So, many of our readers are on the East Coast, so what is the best part of the Milwaukee music scene for those who may not be familiar with this city?
N. Stuart: I think the scene is actually becoming strangely healthy. Milwaukeeans really love to support Milwaukee things and for a long time music wasn’t really included. It was more T-shirt shops and who has the best coffee and whatnot. But, I think there were a bunch of people with money like the Pabst/Turner Hall/Riverside people that started a good thing when they started bringing in acts that were much bigger than Milwaukee and probably threw them little extra for making the trip over and now its become a favorite for a lot of people to come to because they’re cool venues, they’re well taken care of. In turn, you have all these bands that 10 years ago didn’t have that national level recognition, except for Summerfest, so they have this inspiration, this new standard. And now, the bigger bands that are coming through, the standard of Milwaukee musicians I think has risen and risen. And now you start to see a new quality of bands. 20 years ago there was a really big push and I think again there’s a solid push for really good bands. You’ve got one good band and you’ve got this standard of what you need to do to get out of this city. I think it’s become really supportive. Less bitchy than I think it used to be.
Margaret whispers: It’s still kind of bitchy.
N. Stuart: Every scene is a little bitchy, when you can’t get out you’re pissed at somebody who does and you find excuses why it’s that way. But I think its the healthiest it’s been since we moved here which was about six years ago. It’s a city of drinkers, so there are a lot of people where three years will go by and they’ll be like “How did that band get here?!” and you realize that all you do is get stoned and get drunk at the practice phase and you get nothing done. You have to work [the band clinks their beer bottles in a cheers]. But, this is a Friday night, and we don’t have anything else on the agenda, we’re taking it pretty casual but we try to keep the two separate, especially in the practice department. You show up and you do your part and there’s no excuse. We still love music above all else.

• Data for analysis:
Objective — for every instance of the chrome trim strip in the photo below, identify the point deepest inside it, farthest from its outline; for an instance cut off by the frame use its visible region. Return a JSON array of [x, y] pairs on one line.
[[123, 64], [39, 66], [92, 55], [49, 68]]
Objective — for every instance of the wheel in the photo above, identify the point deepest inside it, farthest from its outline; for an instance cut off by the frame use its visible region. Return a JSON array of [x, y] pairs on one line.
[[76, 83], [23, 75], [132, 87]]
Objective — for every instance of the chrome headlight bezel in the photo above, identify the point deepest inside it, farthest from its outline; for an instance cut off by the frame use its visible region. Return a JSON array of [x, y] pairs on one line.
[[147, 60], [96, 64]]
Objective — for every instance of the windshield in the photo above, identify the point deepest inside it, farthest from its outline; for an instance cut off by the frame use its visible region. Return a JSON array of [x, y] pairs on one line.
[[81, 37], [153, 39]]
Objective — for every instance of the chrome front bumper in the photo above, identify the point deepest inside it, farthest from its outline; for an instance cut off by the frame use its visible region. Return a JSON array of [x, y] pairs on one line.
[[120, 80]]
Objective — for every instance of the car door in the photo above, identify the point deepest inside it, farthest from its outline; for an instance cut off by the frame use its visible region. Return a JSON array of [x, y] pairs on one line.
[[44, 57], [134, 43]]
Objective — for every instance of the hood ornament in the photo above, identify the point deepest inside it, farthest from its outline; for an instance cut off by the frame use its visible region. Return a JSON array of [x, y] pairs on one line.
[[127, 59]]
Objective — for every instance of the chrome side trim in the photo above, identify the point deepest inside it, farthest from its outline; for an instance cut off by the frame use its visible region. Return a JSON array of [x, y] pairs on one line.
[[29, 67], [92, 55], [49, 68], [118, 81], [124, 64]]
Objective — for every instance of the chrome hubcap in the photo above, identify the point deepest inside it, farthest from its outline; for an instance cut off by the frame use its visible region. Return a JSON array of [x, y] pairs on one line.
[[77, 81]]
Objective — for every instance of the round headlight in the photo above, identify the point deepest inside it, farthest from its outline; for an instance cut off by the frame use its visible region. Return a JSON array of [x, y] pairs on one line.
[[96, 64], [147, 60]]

• Using the information:
A – According to the Milwaukee music interview, how long ago did N. Stuart's group move to the city?
B – Translate this sentence from the Milwaukee music interview into Spanish: "We still love music above all else."
Work only from the interview excerpt, not from the items.

• Per-task outputs:
A – About six years ago.

B – Todavía amamos la música por encima de todo.